### Exercise details
Return each line of the items below that contains the string "wall". Case counts.

### Data lines
********************

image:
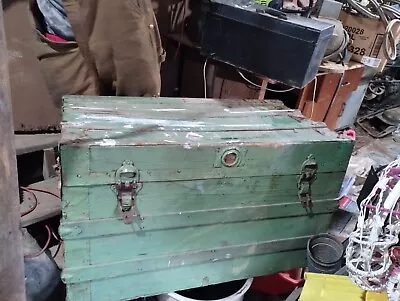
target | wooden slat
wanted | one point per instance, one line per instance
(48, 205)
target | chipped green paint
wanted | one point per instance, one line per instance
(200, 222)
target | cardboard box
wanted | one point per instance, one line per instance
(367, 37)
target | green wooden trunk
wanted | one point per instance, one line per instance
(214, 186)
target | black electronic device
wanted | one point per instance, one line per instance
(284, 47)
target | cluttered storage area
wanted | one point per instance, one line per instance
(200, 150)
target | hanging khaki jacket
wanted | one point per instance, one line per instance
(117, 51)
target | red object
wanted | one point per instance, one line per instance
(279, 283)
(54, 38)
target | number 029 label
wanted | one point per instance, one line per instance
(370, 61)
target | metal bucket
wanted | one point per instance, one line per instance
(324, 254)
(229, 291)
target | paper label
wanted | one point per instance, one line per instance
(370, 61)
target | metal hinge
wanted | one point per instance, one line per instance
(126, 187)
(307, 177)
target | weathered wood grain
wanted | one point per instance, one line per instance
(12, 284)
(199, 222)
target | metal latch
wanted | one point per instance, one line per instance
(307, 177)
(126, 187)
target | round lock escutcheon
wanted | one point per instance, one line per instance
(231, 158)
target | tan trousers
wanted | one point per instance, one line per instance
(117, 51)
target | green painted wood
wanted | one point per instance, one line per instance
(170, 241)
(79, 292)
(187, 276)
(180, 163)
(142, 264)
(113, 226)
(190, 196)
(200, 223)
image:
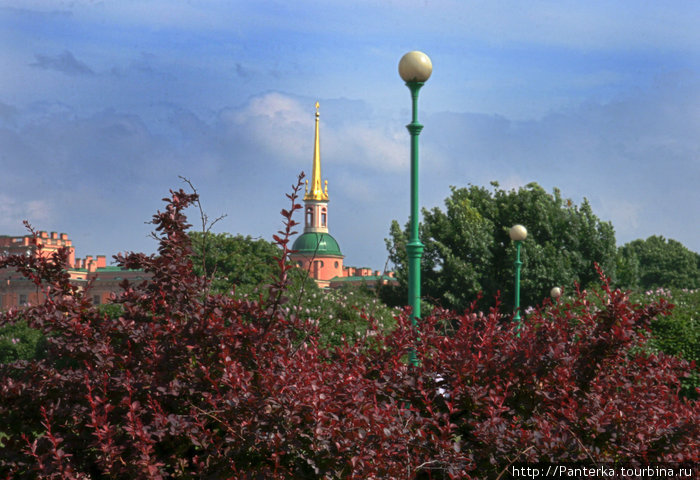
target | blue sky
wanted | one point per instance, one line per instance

********************

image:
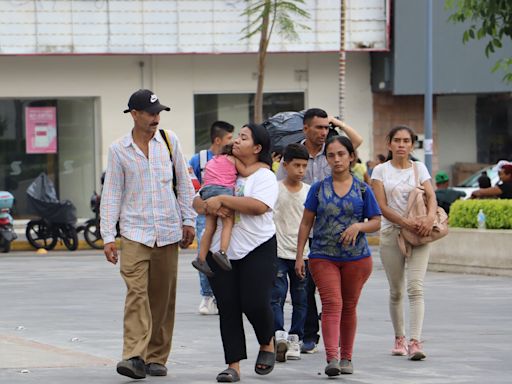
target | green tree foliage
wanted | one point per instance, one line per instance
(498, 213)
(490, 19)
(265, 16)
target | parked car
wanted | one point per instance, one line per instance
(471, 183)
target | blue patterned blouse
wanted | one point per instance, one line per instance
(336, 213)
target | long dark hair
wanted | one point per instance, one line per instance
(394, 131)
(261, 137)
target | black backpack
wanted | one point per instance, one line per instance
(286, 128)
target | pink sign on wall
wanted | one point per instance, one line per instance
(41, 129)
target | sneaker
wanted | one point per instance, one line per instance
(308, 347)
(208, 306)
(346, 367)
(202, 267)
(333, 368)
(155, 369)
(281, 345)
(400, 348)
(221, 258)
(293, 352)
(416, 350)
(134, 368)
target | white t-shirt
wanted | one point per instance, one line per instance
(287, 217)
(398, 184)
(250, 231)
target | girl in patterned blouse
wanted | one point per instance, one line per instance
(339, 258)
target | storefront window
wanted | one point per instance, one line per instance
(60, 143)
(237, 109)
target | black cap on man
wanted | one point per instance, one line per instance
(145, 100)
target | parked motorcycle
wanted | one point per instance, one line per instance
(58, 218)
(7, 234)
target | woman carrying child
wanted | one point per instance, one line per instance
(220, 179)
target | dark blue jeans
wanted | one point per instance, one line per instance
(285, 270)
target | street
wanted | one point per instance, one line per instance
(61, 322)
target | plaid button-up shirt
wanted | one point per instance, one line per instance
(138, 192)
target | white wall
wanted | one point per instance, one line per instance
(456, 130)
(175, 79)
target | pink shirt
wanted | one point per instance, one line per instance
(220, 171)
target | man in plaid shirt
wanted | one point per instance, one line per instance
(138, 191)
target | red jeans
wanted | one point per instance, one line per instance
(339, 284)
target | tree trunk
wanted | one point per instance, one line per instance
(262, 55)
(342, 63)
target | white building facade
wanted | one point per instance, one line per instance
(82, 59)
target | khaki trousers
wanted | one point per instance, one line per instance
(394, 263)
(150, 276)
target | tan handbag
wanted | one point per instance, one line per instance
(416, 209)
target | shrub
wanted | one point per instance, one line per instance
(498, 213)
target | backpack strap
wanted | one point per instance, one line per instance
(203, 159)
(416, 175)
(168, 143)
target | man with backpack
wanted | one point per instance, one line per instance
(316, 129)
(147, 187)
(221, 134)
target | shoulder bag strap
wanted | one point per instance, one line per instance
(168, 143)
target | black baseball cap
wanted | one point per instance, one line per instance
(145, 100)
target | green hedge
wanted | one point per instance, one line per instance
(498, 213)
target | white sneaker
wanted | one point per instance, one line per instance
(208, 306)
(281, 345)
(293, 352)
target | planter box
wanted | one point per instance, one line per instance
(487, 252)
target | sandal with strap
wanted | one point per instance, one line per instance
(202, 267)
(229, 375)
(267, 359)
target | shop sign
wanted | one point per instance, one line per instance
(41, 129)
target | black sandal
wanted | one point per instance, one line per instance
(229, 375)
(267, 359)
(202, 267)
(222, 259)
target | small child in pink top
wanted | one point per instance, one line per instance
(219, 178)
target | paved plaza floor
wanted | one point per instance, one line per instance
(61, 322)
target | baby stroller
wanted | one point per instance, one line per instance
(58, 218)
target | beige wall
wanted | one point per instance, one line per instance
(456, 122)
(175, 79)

********************

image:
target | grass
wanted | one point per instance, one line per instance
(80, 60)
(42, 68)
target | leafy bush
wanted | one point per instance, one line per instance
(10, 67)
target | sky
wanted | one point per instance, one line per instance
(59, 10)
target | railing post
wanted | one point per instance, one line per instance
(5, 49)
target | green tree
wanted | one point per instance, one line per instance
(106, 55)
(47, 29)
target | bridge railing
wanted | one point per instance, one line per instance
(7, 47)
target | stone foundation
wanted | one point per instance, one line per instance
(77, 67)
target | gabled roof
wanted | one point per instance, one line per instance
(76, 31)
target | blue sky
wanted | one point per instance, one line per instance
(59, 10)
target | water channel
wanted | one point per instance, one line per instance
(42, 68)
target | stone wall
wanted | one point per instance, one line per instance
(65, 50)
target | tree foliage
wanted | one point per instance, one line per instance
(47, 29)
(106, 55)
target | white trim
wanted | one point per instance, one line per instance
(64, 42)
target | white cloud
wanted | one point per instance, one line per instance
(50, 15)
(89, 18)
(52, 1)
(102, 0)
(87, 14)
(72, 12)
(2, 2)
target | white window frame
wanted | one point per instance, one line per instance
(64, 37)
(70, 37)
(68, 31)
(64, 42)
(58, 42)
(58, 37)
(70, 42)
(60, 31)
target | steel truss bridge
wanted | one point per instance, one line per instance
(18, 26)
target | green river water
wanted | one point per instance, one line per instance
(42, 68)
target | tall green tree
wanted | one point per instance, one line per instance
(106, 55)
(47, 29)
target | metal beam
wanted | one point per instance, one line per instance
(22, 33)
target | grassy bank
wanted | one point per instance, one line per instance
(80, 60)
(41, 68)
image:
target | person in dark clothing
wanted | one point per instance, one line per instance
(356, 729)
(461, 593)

********************

### Reply
target | pink sign on wall
target | white wall
target | beige wall
target | stone wall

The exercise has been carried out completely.